Point placement records »
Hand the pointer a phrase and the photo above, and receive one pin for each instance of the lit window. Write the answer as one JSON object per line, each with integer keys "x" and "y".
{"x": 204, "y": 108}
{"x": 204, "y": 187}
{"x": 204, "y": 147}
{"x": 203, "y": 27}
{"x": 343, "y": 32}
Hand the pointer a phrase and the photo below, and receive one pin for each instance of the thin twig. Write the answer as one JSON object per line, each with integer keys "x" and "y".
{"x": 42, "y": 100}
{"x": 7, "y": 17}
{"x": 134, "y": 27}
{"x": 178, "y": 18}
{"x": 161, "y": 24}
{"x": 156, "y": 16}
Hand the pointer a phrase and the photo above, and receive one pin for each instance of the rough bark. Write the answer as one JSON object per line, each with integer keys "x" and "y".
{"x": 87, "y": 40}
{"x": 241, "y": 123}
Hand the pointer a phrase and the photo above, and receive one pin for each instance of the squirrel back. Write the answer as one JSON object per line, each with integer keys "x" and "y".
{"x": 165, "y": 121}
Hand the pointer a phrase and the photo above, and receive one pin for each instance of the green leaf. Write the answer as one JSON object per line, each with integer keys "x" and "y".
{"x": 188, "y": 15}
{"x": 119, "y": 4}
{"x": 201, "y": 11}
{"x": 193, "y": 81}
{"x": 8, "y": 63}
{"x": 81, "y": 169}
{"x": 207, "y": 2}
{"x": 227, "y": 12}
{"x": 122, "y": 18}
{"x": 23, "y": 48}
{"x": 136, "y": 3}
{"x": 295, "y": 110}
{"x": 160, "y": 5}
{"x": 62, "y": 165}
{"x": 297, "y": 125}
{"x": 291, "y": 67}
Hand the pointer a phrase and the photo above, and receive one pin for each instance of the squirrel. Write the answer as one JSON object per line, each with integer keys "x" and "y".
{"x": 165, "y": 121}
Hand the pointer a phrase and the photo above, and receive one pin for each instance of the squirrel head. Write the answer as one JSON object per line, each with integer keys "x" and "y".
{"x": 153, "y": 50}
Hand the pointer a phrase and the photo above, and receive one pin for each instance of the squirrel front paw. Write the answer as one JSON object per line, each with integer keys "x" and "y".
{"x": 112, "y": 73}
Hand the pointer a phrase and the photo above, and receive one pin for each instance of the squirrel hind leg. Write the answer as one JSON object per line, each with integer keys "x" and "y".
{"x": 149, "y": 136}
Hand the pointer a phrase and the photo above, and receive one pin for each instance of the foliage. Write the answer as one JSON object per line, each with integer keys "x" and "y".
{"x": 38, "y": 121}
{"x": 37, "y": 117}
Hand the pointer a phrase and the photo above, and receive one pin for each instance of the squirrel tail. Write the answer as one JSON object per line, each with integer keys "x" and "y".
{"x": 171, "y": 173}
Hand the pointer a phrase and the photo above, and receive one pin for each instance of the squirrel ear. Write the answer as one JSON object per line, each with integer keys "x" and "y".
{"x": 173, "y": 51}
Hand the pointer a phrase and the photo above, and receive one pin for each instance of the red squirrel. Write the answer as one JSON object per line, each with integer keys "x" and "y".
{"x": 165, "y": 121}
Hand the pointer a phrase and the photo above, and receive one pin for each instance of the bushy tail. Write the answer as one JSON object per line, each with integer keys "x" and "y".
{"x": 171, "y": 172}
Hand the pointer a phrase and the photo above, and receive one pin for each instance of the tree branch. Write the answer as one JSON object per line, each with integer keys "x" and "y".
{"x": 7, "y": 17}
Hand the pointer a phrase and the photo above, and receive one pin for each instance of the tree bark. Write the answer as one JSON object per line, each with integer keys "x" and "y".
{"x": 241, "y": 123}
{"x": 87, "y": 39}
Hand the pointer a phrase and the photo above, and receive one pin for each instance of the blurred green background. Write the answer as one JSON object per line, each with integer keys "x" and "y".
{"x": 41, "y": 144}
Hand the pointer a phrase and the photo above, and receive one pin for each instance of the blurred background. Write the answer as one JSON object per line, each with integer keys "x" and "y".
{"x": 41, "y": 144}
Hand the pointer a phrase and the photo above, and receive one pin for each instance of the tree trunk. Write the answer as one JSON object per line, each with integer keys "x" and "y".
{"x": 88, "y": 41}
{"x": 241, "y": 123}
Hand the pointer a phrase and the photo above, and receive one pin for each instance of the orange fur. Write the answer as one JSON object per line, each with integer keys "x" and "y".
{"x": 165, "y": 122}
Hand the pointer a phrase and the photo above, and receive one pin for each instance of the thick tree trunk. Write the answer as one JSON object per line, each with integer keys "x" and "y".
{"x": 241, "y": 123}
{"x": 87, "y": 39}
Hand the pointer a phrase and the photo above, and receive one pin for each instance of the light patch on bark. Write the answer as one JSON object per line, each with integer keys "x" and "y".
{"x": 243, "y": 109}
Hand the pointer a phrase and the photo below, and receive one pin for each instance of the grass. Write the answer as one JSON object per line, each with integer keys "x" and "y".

EXERCISE DIRECTIONS »
Give back exactly the lines from the line containing "of the orange" to the end of the entries, and no other lines.

SOLUTION »
Hand the pointer a phrase and the photo above, and receive one pin for each instance of the orange fur. Write the answer as one JSON object per line, each with integer keys "x" and "y".
{"x": 165, "y": 122}
Hand the pointer a phrase and the photo above, and receive one pin for each instance of the thick tree trunk. Write the answer as one JSON object per line, each with integer keys "x" and "y".
{"x": 241, "y": 123}
{"x": 87, "y": 39}
Hand the pointer a phrase and the photo above, and receive one pin for each instance of the light patch on bark. Write the answer as one JSON object per line, each with integer keys "x" and "y".
{"x": 243, "y": 109}
Hand the pointer a phrase and the photo below, and receive one pin for each instance of the grass. Write the answer as one JSON object per line, each with integer keys "x" and "y".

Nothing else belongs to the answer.